→ **WORK ITEM**: Report each line from the entries in which "covered" can be found.

→ **Point localization data**:
=====

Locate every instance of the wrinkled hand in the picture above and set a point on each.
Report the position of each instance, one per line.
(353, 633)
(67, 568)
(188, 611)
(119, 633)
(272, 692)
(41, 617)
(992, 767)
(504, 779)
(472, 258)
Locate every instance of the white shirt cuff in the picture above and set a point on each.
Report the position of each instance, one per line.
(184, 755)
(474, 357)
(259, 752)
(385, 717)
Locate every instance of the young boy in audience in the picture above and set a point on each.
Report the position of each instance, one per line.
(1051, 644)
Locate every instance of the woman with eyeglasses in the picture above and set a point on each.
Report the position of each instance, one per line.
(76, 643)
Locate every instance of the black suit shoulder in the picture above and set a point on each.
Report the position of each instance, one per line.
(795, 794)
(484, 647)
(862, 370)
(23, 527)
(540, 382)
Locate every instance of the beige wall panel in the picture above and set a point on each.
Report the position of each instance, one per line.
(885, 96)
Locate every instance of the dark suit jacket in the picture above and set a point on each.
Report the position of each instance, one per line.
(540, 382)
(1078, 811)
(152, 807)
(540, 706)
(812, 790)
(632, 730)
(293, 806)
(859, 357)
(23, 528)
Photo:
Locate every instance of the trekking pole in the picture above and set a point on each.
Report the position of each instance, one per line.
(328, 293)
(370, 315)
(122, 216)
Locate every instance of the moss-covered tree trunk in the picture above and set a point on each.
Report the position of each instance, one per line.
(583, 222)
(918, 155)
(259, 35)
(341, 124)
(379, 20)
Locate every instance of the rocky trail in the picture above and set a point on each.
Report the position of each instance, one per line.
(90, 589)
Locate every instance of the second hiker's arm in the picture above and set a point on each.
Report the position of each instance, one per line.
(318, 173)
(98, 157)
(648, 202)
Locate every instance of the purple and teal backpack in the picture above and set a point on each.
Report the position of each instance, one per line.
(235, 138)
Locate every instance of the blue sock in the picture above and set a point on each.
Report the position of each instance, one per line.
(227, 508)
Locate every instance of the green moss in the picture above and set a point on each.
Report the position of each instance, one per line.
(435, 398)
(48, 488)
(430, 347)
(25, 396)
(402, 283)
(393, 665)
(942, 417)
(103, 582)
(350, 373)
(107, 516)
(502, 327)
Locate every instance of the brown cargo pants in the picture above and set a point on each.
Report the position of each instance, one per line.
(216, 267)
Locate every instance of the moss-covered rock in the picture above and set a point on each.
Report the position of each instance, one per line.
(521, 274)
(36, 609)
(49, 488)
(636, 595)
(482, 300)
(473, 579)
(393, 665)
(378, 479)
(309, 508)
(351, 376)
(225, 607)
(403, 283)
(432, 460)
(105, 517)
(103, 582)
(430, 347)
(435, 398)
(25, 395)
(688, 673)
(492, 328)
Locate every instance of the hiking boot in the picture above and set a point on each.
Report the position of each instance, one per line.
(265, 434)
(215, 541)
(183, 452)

=====

→ **YOUR SOLUTION**:
Locate every instance of the moss-covered tree trunk in the picture above and set a point on each.
Locate every instance of the moss-covered rock in the picture above and set a point on each.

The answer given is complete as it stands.